Referring expression pointing data:
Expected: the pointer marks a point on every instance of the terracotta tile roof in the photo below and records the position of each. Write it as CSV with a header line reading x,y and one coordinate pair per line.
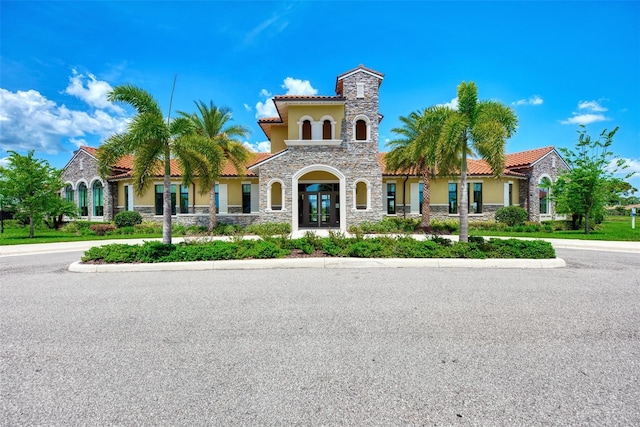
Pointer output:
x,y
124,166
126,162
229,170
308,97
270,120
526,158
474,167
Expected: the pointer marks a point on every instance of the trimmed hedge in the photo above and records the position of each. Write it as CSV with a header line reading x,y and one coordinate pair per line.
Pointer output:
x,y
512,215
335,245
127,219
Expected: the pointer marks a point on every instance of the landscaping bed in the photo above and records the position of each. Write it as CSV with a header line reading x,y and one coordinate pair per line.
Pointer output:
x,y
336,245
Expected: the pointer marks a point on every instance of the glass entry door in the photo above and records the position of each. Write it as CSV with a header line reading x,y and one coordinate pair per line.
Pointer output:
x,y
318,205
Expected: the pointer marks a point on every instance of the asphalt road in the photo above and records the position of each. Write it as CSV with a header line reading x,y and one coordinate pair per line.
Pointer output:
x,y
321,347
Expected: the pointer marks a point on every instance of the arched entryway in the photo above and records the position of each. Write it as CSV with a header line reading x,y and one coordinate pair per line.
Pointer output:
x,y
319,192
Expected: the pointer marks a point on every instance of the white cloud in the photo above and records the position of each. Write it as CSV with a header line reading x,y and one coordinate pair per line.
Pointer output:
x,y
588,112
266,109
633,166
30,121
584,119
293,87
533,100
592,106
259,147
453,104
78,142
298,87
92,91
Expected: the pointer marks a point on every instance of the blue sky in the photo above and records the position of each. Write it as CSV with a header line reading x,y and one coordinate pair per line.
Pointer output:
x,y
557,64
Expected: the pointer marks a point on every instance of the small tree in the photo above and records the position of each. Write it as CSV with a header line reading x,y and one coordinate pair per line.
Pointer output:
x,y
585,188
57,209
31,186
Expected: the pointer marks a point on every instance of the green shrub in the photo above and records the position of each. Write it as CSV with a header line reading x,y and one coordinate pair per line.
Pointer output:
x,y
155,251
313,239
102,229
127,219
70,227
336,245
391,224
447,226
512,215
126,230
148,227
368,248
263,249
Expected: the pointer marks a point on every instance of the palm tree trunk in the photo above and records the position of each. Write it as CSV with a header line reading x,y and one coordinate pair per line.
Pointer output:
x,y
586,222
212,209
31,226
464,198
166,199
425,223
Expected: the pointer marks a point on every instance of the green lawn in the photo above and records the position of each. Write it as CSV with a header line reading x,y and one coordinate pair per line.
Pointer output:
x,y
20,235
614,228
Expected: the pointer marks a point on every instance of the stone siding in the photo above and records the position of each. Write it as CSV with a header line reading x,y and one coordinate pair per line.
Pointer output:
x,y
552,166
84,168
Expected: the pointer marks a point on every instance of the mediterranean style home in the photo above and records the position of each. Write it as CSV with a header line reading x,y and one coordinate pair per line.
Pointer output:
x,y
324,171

(Work required)
Reproduce each line of the records in which the string "tree" appears.

(Output of the exercise)
Expected: the pointer marks a point on every instance of the small tree in the photo above and records the position of each. Write it as CSV with a header line reading x,y and one coordinate pair per line.
Expected: the pointer marks a point on every instance of the palm tree trunk in the photo above and records the position of each. Write it as CSV with a header line reading x,y and one coordinate pair per line.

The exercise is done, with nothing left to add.